**WHAT TO PRODUCE:** Extract exactly and only the lines of the data below, starting at the line with "the blue plastic" and stopping after the final line.

Dataset records about object locations
Begin

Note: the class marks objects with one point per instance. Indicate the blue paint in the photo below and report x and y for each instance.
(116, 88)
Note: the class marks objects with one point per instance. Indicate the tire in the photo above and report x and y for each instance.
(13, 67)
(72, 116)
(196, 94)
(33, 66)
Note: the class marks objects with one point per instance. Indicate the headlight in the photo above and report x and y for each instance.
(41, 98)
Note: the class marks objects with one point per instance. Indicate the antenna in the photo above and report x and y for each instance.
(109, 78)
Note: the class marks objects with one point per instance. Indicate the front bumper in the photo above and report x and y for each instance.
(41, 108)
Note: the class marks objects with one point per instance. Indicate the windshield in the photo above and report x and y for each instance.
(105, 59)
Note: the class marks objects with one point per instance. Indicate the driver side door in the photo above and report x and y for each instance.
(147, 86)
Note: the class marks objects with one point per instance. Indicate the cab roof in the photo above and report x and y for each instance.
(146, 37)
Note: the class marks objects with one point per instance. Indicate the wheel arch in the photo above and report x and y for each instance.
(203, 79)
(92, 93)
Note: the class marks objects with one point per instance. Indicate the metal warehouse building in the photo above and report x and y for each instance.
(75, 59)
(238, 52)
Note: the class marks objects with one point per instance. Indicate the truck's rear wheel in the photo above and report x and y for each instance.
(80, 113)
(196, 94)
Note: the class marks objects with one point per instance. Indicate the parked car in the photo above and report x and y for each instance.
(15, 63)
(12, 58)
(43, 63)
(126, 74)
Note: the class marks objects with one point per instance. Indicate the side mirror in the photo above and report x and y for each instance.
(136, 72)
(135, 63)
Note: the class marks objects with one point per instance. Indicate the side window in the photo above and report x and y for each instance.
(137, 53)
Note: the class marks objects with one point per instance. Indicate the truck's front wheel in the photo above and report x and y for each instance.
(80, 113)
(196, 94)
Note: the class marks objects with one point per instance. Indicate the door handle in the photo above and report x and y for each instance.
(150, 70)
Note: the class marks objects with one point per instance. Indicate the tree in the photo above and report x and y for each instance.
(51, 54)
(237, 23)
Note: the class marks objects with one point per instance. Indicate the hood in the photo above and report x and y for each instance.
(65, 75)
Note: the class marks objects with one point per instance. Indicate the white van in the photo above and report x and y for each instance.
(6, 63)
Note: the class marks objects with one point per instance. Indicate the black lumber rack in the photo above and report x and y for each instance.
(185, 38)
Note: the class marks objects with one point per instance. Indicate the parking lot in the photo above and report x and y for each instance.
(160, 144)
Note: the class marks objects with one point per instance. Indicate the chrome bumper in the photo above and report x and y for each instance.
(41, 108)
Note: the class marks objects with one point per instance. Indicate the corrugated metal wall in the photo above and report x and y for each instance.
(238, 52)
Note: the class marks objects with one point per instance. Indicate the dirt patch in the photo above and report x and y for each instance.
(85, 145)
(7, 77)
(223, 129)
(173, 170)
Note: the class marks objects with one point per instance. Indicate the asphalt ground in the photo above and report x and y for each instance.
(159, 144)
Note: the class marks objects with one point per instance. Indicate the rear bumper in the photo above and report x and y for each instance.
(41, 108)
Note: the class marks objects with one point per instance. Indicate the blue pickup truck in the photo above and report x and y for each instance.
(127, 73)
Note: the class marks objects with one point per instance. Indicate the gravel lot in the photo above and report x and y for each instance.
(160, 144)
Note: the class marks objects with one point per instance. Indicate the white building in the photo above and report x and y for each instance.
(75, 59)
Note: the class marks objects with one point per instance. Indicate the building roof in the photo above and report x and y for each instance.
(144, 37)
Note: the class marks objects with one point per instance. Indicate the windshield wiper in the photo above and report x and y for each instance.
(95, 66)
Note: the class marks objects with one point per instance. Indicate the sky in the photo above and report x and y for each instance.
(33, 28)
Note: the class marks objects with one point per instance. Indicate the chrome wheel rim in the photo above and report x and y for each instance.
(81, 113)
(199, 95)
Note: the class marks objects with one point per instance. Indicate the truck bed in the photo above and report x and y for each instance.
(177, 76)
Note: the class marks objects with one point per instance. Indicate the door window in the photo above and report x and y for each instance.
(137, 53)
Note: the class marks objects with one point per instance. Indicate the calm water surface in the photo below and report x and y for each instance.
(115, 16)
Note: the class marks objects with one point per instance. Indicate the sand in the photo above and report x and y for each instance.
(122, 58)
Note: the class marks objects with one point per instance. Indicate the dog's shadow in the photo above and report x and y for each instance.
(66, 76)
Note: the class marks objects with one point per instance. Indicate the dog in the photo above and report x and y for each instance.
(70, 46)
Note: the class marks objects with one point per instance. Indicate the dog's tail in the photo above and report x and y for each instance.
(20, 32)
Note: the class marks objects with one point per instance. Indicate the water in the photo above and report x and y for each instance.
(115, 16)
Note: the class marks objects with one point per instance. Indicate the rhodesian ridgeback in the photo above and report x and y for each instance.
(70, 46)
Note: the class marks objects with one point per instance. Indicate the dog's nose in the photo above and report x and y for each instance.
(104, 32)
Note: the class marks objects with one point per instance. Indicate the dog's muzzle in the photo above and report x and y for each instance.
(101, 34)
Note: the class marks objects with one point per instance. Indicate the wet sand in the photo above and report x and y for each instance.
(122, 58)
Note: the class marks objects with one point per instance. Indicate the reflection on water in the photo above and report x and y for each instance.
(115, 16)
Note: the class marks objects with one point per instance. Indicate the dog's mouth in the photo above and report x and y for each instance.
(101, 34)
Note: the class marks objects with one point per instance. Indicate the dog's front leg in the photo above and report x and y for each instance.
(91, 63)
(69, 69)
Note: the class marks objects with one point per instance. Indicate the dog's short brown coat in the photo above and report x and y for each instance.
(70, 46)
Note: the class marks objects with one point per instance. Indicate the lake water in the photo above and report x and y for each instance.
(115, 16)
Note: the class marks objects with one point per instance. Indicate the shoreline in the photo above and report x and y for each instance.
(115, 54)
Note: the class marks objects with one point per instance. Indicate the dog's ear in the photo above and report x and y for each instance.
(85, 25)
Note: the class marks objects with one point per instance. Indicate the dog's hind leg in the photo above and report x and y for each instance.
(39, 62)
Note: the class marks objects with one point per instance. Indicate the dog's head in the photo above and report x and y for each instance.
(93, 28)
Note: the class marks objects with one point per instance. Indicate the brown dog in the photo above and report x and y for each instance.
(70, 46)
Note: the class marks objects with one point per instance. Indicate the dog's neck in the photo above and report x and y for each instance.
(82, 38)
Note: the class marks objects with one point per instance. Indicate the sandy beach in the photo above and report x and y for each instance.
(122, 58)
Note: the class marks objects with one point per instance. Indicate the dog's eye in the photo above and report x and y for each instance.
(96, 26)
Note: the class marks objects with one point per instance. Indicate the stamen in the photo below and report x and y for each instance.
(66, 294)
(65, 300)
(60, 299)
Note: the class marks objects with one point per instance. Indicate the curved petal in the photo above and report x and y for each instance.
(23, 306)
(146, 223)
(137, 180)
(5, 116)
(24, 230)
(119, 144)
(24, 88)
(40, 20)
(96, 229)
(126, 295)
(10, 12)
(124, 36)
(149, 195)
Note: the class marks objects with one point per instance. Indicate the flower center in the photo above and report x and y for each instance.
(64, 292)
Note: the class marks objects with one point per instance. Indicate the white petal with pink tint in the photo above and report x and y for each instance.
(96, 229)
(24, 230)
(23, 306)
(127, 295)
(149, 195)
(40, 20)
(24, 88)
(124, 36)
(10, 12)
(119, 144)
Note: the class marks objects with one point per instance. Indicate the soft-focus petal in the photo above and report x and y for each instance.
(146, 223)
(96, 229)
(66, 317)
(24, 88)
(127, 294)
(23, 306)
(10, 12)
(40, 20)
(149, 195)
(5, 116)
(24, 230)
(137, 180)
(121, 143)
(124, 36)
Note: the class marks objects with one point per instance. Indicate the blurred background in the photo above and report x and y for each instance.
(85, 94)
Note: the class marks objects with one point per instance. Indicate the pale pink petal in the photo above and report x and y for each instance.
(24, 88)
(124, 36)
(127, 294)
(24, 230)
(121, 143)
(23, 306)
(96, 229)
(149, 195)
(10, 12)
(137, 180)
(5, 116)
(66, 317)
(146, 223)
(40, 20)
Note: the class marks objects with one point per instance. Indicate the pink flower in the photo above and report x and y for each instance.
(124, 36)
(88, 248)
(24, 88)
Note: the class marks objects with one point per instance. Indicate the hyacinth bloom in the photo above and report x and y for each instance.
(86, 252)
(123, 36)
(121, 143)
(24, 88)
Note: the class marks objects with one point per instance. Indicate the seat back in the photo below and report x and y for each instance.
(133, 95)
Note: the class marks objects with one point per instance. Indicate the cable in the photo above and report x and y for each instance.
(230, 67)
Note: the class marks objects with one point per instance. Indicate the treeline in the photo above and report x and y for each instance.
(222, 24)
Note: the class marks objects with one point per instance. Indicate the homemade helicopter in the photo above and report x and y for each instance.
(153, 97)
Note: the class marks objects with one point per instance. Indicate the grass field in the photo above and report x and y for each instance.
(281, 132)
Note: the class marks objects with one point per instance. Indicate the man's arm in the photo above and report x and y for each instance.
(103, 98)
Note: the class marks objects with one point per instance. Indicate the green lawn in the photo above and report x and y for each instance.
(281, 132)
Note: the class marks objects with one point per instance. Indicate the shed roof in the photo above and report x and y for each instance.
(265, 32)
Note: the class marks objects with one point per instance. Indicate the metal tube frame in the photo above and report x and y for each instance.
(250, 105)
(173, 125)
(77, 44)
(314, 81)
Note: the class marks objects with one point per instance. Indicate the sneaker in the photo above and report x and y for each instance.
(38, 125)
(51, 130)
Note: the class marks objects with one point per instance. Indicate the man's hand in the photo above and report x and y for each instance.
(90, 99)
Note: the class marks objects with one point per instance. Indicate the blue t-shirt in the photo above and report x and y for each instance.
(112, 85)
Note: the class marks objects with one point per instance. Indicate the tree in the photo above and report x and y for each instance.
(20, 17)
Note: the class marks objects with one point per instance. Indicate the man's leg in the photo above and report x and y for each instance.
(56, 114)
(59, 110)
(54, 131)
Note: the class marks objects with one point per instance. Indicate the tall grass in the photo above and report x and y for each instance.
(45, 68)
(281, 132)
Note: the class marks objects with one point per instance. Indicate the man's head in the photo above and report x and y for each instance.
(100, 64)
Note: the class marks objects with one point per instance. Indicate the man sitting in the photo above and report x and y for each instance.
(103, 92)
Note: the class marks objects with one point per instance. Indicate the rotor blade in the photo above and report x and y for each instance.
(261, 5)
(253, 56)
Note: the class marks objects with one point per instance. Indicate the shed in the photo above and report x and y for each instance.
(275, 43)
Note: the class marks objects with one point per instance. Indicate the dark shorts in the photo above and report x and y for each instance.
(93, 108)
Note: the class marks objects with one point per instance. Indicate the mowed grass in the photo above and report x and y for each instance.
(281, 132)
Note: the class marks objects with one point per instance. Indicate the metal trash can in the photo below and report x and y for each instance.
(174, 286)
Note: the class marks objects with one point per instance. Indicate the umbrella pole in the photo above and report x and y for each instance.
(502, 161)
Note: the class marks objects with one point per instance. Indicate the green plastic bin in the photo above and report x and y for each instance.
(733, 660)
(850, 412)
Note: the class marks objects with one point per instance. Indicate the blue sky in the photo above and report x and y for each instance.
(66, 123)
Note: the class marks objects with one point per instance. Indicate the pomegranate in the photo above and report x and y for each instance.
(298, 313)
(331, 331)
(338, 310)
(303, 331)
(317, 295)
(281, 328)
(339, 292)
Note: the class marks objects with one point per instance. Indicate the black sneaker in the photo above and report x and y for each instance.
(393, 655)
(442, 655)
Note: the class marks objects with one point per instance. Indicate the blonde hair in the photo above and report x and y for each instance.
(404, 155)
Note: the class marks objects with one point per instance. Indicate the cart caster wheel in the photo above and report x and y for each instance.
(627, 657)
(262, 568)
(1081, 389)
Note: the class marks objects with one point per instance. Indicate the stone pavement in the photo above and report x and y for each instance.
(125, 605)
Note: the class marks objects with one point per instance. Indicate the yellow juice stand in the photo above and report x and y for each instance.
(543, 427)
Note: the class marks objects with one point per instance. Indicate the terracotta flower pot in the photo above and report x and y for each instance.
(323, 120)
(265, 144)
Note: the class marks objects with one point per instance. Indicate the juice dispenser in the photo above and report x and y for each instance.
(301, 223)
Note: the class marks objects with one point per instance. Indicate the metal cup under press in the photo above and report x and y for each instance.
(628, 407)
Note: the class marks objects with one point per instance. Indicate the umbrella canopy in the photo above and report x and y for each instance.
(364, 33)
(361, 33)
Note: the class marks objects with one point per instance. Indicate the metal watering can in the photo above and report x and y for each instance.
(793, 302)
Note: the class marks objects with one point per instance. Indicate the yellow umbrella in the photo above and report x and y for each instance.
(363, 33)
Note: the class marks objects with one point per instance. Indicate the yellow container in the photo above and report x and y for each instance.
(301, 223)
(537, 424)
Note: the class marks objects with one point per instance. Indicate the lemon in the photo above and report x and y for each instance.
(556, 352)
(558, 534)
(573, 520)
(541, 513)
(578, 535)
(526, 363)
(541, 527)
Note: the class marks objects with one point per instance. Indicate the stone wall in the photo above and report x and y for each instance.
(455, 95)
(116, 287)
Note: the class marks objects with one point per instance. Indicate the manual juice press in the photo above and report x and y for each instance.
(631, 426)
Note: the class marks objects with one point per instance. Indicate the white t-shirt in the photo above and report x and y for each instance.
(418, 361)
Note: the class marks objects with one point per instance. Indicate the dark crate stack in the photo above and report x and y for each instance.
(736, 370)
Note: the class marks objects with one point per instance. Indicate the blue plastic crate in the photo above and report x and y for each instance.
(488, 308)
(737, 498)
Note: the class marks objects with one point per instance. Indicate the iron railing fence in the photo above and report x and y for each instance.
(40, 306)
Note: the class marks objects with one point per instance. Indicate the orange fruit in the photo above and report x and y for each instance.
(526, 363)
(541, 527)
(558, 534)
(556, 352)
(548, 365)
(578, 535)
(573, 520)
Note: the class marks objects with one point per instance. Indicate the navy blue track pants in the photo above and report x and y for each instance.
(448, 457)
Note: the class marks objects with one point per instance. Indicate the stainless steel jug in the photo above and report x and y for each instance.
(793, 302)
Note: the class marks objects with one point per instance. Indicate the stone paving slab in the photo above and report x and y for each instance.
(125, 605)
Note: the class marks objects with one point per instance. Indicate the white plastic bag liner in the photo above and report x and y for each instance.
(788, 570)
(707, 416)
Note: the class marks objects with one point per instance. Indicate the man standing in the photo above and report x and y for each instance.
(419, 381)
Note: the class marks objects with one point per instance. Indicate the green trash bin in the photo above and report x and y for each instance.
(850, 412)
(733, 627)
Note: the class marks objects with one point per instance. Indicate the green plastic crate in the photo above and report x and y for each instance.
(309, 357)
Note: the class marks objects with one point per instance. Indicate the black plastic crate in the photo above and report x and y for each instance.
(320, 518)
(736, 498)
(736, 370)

End

**CORRECT RESPONSE:**
Note: the class marks objects with one point per instance. Indicate the blue plastic crate in the photo above and report x and y for each instance.
(488, 308)
(737, 498)
Note: the class marks objects with one point per instance. Indicate the iron railing fence in the photo above and report x and y for each instance.
(40, 306)
Note: the class marks objects with one point per instance. Indicate the orange fruit in the photo above and report x and y for each instance.
(526, 363)
(541, 527)
(558, 534)
(556, 352)
(548, 365)
(578, 535)
(573, 520)
Note: the class marks objects with one point per instance. Indicate the navy blue track pants in the photo above and report x and y for each instance.
(448, 457)
Note: the class marks objects with one point per instance. Indicate the stainless steel jug in the photo above and report x and y for each instance.
(793, 302)
Note: the class marks objects with one point per instance. Indicate the stone paving slab in the photo above and report x and y for each instance.
(125, 605)
Note: the class marks objects with one point per instance. Indicate the white plastic bag liner in the photo above and report x and y for each instance.
(788, 570)
(707, 416)
Note: the class marks objects with one point per instance. Indicate the man standing in the photo above and report x and y for each instance.
(419, 381)
Note: the class marks objects with one point per instance. Indicate the green trash bin in the photo above and report x and y for each instance.
(850, 412)
(733, 627)
Note: the class marks objects with one point per instance. Indicate the green plastic crate in the photo above and report x and y for each instance.
(309, 357)
Note: the class marks objects with one point per instance. Indicate the black plastic crate in the photo above and report x and y for each instance.
(320, 518)
(736, 498)
(736, 370)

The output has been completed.